| Required work |
Without skipping or changing anything, print all the entries.

| Data supplied |
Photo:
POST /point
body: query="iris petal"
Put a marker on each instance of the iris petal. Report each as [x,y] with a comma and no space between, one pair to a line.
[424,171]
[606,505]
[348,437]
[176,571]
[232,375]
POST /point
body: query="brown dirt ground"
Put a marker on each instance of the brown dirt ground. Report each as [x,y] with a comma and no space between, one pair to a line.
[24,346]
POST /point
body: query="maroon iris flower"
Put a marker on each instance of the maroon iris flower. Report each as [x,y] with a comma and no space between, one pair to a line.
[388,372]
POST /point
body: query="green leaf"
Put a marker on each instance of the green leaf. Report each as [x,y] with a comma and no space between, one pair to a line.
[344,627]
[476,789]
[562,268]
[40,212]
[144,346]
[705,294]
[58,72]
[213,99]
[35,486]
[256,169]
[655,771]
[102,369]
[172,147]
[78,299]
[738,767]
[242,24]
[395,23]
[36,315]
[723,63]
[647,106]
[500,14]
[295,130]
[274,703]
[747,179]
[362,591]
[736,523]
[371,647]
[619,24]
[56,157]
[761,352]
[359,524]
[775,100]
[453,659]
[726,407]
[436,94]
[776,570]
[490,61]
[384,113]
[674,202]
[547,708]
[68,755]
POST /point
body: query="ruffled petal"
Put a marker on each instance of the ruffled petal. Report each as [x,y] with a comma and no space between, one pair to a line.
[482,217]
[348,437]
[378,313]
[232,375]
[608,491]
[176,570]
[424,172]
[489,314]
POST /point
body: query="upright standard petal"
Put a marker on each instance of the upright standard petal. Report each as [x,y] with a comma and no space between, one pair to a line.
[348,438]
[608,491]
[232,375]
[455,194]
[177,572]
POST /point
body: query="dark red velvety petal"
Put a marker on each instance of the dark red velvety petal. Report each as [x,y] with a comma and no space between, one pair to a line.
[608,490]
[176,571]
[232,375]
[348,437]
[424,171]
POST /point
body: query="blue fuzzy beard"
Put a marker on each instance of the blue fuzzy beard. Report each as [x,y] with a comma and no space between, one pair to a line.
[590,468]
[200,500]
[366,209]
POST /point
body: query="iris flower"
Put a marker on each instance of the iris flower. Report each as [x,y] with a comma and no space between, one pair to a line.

| Solution |
Photo:
POST /point
body: query="iris petal"
Put a marker on each instance of the iris petal. Report each as [x,y] with a comma and no space between, one pair to a line.
[424,171]
[606,505]
[348,437]
[176,571]
[232,375]
POST /point
body: query="brown dirt ground"
Put a marker on each instance of the brown dirt ground. Report each as [x,y] with a comma and no space between, one pair to a line.
[24,346]
POST /point
body: query="maroon iris flower"
Put a marker on each instance of the maroon iris flower. Report each as [x,y] with a comma and no space between, one pair to a line.
[388,372]
POST /point
body: query="green leaf"
Put a marker on each instance of the green leaf. Report each as [x,y] with a comma and no space between, one pair to a line.
[344,627]
[476,789]
[562,268]
[40,212]
[144,346]
[705,294]
[58,72]
[213,99]
[35,486]
[256,169]
[655,771]
[102,369]
[172,147]
[78,299]
[738,767]
[242,24]
[395,23]
[36,315]
[723,63]
[647,106]
[500,14]
[295,130]
[274,703]
[747,179]
[362,591]
[736,523]
[371,647]
[619,24]
[56,157]
[761,352]
[359,524]
[775,100]
[453,659]
[726,407]
[436,94]
[776,570]
[490,61]
[384,113]
[674,202]
[547,708]
[68,755]
POST /point
body: query="ruffled petal"
Put a marker on each instance of the ruffled petal. Report each as [x,y] with a comma and no space between, one pair to a line.
[482,217]
[348,437]
[378,313]
[232,375]
[608,491]
[176,570]
[424,172]
[489,314]
POST /point
body: query="upright standard petal"
Put a marker on each instance of the upright standard petal. Report each as [x,y] with a comma and no space between, one pair to a line.
[348,438]
[608,491]
[232,375]
[455,194]
[177,572]
POST /point
body: query="dark red velvety petal"
Put a marker on each instance of the dark red velvety petal. Report each as [x,y] with a comma and no space between, one pair to a line.
[608,490]
[176,571]
[232,375]
[348,437]
[424,171]
POST /point
body: query="blue fuzzy beard"
Put a marker on each instance of the blue fuzzy beard. Report each as [x,y] with a comma and no space between, one pair to a line.
[590,468]
[200,500]
[366,209]
POST /point
body: query="iris flower"
Put a marker on each instance of the iris flower. Report each as [x,y] with a comma and no space between, one pair to a line.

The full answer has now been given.